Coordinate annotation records
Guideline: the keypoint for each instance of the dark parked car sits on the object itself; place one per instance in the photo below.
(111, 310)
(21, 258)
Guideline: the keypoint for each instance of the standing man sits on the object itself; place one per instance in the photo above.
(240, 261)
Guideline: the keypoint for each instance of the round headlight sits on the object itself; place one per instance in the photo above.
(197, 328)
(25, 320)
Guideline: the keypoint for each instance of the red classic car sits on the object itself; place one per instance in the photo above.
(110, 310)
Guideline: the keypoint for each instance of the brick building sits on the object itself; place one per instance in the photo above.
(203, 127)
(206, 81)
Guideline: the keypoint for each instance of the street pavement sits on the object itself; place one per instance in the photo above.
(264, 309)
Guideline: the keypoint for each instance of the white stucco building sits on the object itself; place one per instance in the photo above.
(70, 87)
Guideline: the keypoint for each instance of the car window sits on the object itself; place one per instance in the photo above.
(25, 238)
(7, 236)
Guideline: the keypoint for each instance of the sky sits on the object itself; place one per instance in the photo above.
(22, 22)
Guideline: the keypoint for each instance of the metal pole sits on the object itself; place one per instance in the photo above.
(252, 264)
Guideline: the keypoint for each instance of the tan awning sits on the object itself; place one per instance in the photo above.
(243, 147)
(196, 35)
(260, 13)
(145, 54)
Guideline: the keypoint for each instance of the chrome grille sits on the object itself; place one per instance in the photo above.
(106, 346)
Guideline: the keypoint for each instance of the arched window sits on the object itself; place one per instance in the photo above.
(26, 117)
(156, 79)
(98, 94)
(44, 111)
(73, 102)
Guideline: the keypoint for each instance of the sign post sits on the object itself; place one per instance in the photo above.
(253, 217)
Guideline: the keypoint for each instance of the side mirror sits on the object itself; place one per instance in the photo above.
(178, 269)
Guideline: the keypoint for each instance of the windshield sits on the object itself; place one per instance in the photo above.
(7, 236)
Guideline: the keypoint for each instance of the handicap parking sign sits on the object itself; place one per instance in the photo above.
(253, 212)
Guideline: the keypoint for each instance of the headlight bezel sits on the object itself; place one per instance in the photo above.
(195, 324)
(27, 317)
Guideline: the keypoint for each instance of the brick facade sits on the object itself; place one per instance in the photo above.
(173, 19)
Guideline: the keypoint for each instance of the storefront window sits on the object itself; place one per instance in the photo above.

Requirements: Please reproduce the entire listing, exactly as shown.

Response below:
Guideline: the keypoint for each instance of the dark parked car sits on the object itself; place one per instance in the photo below.
(111, 310)
(21, 258)
Guideline: the keypoint for each instance of the standing man sits on the object itself; place one per instance in the photo above.
(240, 261)
Guideline: the keypoint for each instance of the round headlight sits on the object itself; place one per instance in the photo above.
(197, 328)
(25, 320)
Guideline: the keypoint for each instance of the red classic car sits on the object itself; place one per instance in the photo above.
(110, 310)
Guideline: the keypoint for each instance of the brick building sits on the object itself; place one per instance in the photo above.
(203, 127)
(206, 81)
Guideline: the keypoint for each instance of the street pavement sits on the object itself; place one per instance in the photo above.
(264, 309)
Guideline: the keypoint for each instance of the white stucco building sits on the object itself; place one per instance in the photo above.
(70, 87)
Guideline: the keypoint for each instance of the car window sits on the object itself; place one per instance in the photo above.
(25, 238)
(7, 236)
Guideline: the keypoint for each instance of the sky sits on the object itself; place one per instance in the photo above.
(22, 22)
Guideline: the keypoint for each instance of the metal pole sits on the object itself; place one per instance in the photo above.
(252, 264)
Guideline: the keypoint for each instance of the tan awning sits on the object itself; place one per instance in the photo above.
(243, 147)
(196, 35)
(260, 13)
(145, 54)
Guideline: the keypoint for each instance of the chrome grille sits on the object itself; place one per instance in the photo above.
(106, 346)
Guideline: the keypoint for each instance of the arched window sits on the object itself; place one per instance in the photo above.
(26, 117)
(156, 79)
(98, 94)
(44, 111)
(73, 102)
Guideline: the keypoint for each instance of the sign post sits on the object itself; place one per instance in the photo above.
(253, 217)
Guideline: the keypoint for each instance of the side mirror sits on the object itself; place one per instance in the photo above.
(178, 269)
Guideline: the keypoint for each instance of the windshield sits on the object itself; place one per instance in the photo above.
(7, 236)
Guideline: the keypoint for each instance of the handicap parking sign sits on the object itself; place one per instance in the photo above.
(253, 212)
Guideline: the keypoint for each instance of the headlight bezel sits on the object itself; place one per instance in the photo above.
(195, 324)
(27, 317)
Guideline: the keypoint for each instance of the brick facade sits on the object itself; place one per instance in the photo above.
(173, 19)
Guideline: the keypoint for each instance of the storefront window sits on the object itself; place one per instance in the photo above.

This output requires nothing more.